Passage extrait:
Se demander s'il faut mépriser l'apparence revient donc à définir son mode opératoire : l'apparence est-elle trompeuse, masque-t-elle la réalité ? C'est à partir de l'analyse de l'apparence chez Platon que nous allons d'abord voir comment celle-ci possède un statut ambivalent, tantôt masquant l'être, tantôt y donnant accès.

Nous verrons ensuite de quelle manière Hegel la pense, notamment en remarquant que l'être, pour se révéler, doit apparaître.

Enfin, un détour par l'esthétique nous fera nous demander si, bien que l'être doive apparaître, l'apparaître ne peut être conçu pour lui-même, indépendamment de l'être. I – Platon : les trois degrés de l'apparence La philosophie de Platon prend appui sur la théorie des Idées.

Celles-ci sont des réalités intelligibles, accessibles à l'intelligence, dont le monde sensible n'est qu'une copie.

Tâche courte 1:
Quelles lignes des entrées contiennent la chaîne « hyacinth » ? Renvoyez chacune d'elles telle quelle, en tenant compte de la casse.

Données de détection d'objets:
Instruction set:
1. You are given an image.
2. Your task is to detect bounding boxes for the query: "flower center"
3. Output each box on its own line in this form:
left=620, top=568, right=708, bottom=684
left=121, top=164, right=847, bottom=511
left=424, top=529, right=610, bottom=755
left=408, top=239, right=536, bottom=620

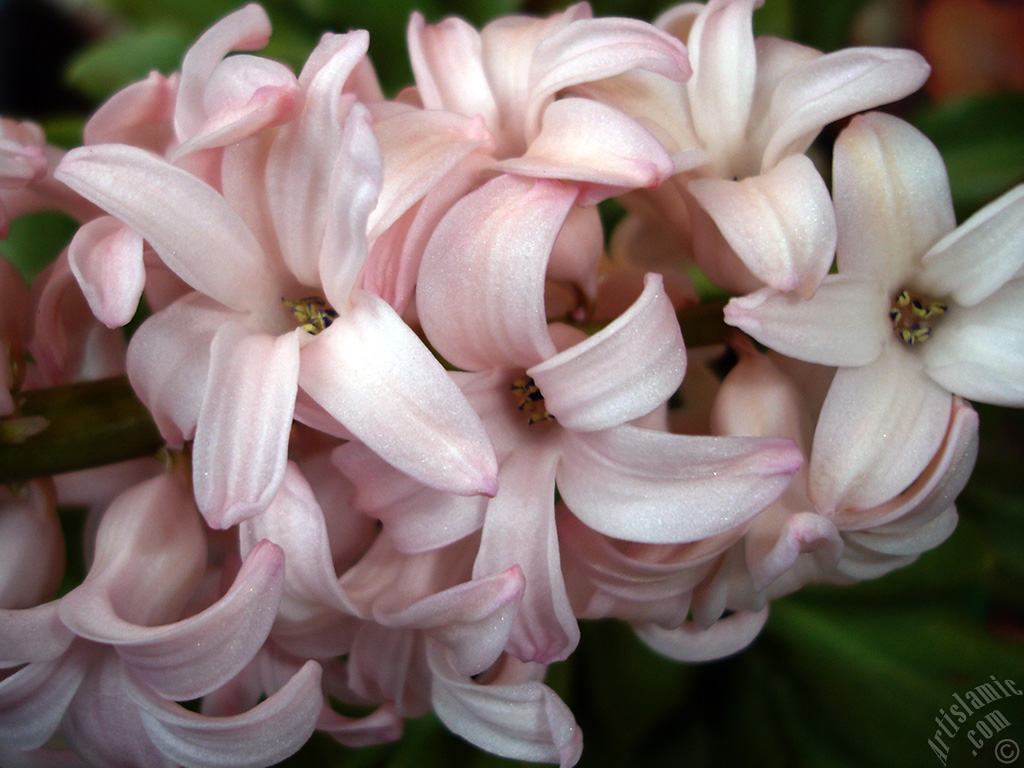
left=281, top=296, right=338, bottom=336
left=889, top=291, right=946, bottom=344
left=511, top=376, right=555, bottom=424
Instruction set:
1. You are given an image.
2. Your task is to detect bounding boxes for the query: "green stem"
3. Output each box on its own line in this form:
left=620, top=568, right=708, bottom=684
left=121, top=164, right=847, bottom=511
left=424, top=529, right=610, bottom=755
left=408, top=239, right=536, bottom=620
left=676, top=301, right=735, bottom=347
left=0, top=376, right=164, bottom=482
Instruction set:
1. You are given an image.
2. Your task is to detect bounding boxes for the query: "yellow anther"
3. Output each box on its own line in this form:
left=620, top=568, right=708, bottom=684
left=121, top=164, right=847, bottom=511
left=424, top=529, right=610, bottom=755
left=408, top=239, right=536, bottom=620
left=281, top=296, right=338, bottom=336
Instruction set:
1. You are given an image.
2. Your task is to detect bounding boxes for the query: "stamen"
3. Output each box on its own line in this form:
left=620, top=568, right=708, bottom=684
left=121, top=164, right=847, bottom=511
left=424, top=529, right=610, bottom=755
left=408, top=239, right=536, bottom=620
left=889, top=291, right=946, bottom=344
left=511, top=376, right=555, bottom=424
left=281, top=296, right=338, bottom=336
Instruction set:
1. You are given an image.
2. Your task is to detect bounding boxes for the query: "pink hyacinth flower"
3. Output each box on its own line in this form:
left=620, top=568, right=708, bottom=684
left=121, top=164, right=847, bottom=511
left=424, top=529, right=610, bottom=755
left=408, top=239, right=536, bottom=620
left=58, top=33, right=496, bottom=527
left=726, top=113, right=1024, bottom=513
left=336, top=176, right=800, bottom=663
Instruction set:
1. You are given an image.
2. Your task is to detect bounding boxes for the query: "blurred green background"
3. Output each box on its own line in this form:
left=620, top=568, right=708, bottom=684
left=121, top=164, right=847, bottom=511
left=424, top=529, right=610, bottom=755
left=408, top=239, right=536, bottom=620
left=0, top=0, right=1024, bottom=768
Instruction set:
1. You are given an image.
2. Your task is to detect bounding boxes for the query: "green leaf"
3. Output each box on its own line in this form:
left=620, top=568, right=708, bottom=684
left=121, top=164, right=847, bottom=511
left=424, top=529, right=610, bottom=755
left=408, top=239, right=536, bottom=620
left=911, top=93, right=1024, bottom=219
left=0, top=211, right=78, bottom=284
left=68, top=25, right=191, bottom=101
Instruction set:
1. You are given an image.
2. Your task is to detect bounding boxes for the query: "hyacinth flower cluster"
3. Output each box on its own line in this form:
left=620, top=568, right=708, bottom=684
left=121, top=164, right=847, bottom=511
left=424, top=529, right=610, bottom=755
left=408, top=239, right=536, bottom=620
left=0, top=0, right=1024, bottom=767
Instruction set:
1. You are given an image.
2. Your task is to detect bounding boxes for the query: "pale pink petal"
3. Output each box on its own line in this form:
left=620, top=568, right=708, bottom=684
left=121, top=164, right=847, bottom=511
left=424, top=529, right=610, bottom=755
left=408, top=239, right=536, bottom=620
left=921, top=280, right=1024, bottom=408
left=416, top=175, right=577, bottom=371
left=761, top=48, right=931, bottom=169
left=473, top=449, right=580, bottom=664
left=0, top=648, right=88, bottom=750
left=0, top=601, right=75, bottom=669
left=128, top=293, right=242, bottom=445
left=318, top=103, right=383, bottom=311
left=360, top=152, right=492, bottom=314
left=830, top=397, right=978, bottom=532
left=635, top=608, right=768, bottom=664
left=687, top=155, right=837, bottom=298
left=299, top=291, right=497, bottom=496
left=427, top=643, right=583, bottom=768
left=347, top=623, right=430, bottom=717
left=171, top=55, right=302, bottom=161
left=0, top=479, right=65, bottom=614
left=54, top=144, right=280, bottom=310
left=836, top=507, right=956, bottom=581
left=60, top=644, right=174, bottom=768
left=524, top=17, right=690, bottom=131
left=369, top=110, right=494, bottom=239
left=174, top=3, right=270, bottom=141
left=239, top=462, right=354, bottom=620
left=316, top=705, right=404, bottom=748
left=557, top=425, right=802, bottom=544
left=725, top=273, right=893, bottom=366
left=60, top=542, right=285, bottom=700
left=128, top=662, right=324, bottom=768
left=809, top=350, right=952, bottom=514
left=68, top=216, right=145, bottom=328
left=82, top=72, right=178, bottom=154
left=67, top=472, right=207, bottom=636
left=687, top=0, right=758, bottom=157
left=193, top=324, right=303, bottom=528
left=914, top=184, right=1024, bottom=306
left=495, top=98, right=674, bottom=205
left=744, top=512, right=843, bottom=591
left=833, top=113, right=956, bottom=284
left=266, top=31, right=376, bottom=286
left=374, top=565, right=525, bottom=676
left=527, top=273, right=686, bottom=432
left=333, top=440, right=487, bottom=554
left=408, top=11, right=498, bottom=126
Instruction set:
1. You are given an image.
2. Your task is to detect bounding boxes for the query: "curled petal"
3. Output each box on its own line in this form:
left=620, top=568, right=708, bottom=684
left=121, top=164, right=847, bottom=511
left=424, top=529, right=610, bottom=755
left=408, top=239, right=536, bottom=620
left=527, top=273, right=686, bottom=432
left=557, top=425, right=803, bottom=544
left=687, top=0, right=759, bottom=157
left=762, top=48, right=931, bottom=169
left=60, top=542, right=285, bottom=700
left=54, top=144, right=280, bottom=310
left=128, top=662, right=324, bottom=768
left=427, top=643, right=583, bottom=768
left=0, top=602, right=75, bottom=669
left=746, top=512, right=843, bottom=591
left=266, top=31, right=380, bottom=288
left=922, top=280, right=1024, bottom=408
left=0, top=651, right=88, bottom=750
left=473, top=449, right=580, bottom=664
left=68, top=216, right=145, bottom=328
left=417, top=175, right=577, bottom=371
left=316, top=705, right=404, bottom=748
left=82, top=72, right=178, bottom=154
left=687, top=155, right=838, bottom=298
left=495, top=98, right=674, bottom=205
left=918, top=184, right=1024, bottom=306
left=239, top=462, right=352, bottom=618
left=725, top=273, right=892, bottom=367
left=525, top=17, right=690, bottom=129
left=172, top=55, right=302, bottom=160
left=299, top=291, right=498, bottom=496
left=635, top=608, right=768, bottom=663
left=369, top=105, right=494, bottom=239
left=808, top=350, right=952, bottom=514
left=193, top=324, right=303, bottom=528
left=833, top=113, right=956, bottom=284
left=374, top=565, right=525, bottom=676
left=332, top=440, right=487, bottom=554
left=127, top=293, right=242, bottom=445
left=174, top=3, right=270, bottom=141
left=408, top=11, right=498, bottom=126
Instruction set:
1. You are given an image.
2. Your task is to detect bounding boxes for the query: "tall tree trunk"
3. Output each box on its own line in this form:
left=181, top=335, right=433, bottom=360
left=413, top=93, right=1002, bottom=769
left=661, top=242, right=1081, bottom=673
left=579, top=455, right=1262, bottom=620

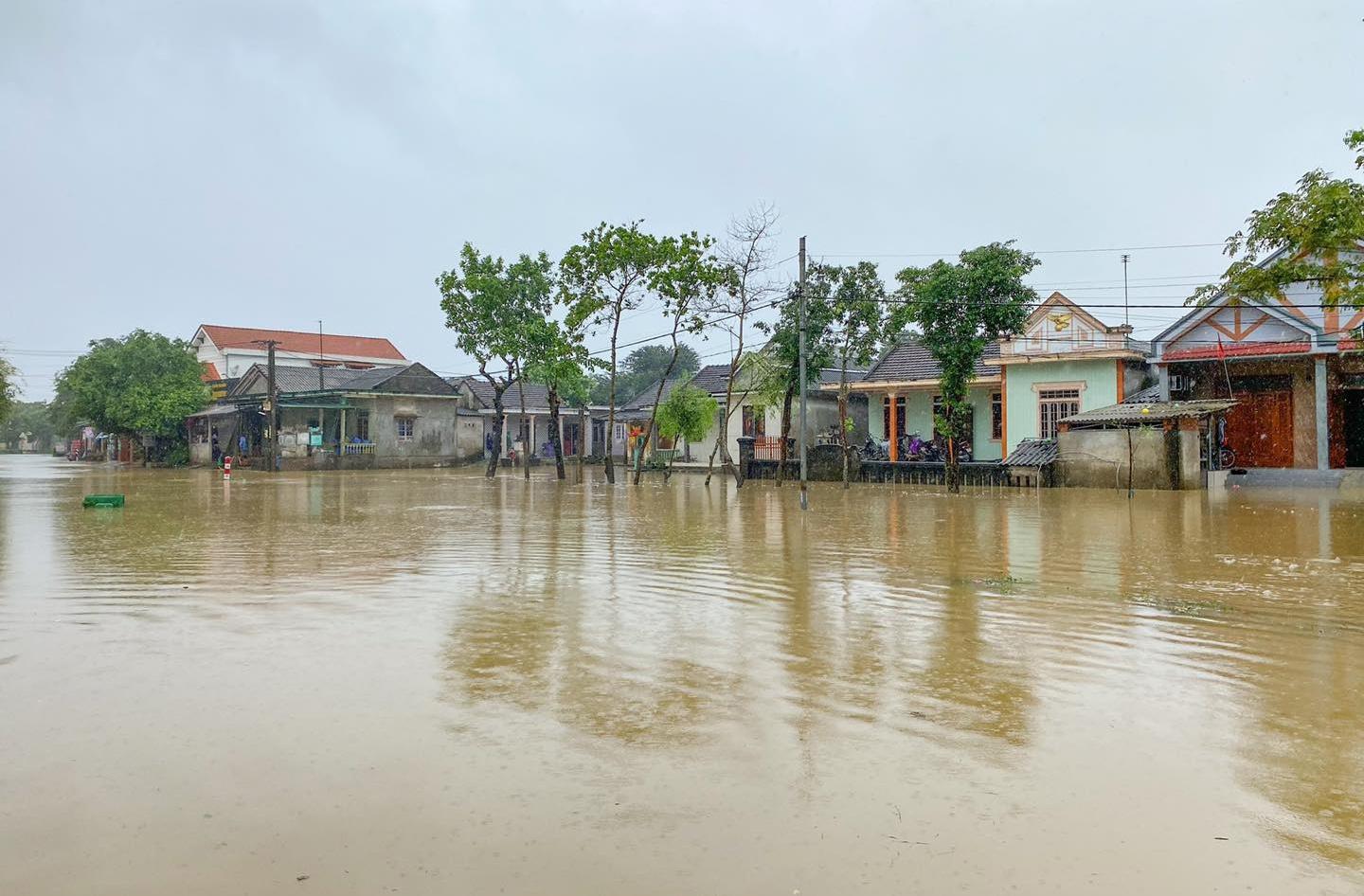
left=776, top=384, right=796, bottom=486
left=839, top=376, right=852, bottom=488
left=605, top=297, right=623, bottom=486
left=515, top=369, right=534, bottom=481
left=635, top=324, right=682, bottom=486
left=549, top=385, right=565, bottom=478
left=483, top=371, right=506, bottom=478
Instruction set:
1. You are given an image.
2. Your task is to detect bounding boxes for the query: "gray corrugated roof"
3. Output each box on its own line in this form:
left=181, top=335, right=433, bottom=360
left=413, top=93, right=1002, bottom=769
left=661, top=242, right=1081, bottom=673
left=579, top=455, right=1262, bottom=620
left=1001, top=439, right=1057, bottom=466
left=1061, top=398, right=1236, bottom=425
left=1122, top=384, right=1160, bottom=405
left=864, top=337, right=1000, bottom=384
left=819, top=367, right=866, bottom=385
left=231, top=363, right=453, bottom=396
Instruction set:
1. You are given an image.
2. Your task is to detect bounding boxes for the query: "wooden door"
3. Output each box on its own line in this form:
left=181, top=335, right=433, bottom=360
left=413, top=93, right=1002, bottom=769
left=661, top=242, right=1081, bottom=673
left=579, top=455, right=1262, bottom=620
left=1227, top=388, right=1293, bottom=466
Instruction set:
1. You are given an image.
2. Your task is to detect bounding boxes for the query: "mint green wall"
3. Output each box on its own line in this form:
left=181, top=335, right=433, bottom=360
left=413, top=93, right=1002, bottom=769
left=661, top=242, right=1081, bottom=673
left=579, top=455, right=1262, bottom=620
left=868, top=385, right=1001, bottom=461
left=1005, top=357, right=1131, bottom=452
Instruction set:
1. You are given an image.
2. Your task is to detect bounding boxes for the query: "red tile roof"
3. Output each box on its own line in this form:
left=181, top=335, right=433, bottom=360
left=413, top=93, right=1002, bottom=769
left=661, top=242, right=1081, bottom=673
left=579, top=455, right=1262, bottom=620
left=199, top=323, right=408, bottom=362
left=1160, top=342, right=1312, bottom=362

Tâche courte 2:
Copiez le passage du texte sur l'apparence situé entre « Nous verrons ensuite » et « théorie des Idées. », ces deux bornes comprises.

Réponse 1:
2. Your task is to detect bounding boxes for the query: "pink hyacinth flower"
2. Your task is to detect bounding boxes for the query: "hyacinth flower cluster"

Réponse 2:
Nous verrons ensuite de quelle manière Hegel la pense, notamment en remarquant que l'être, pour se révéler, doit apparaître.

Enfin, un détour par l'esthétique nous fera nous demander si, bien que l'être doive apparaître, l'apparaître ne peut être conçu pour lui-même, indépendamment de l'être. I – Platon : les trois degrés de l'apparence La philosophie de Platon prend appui sur la théorie des Idées.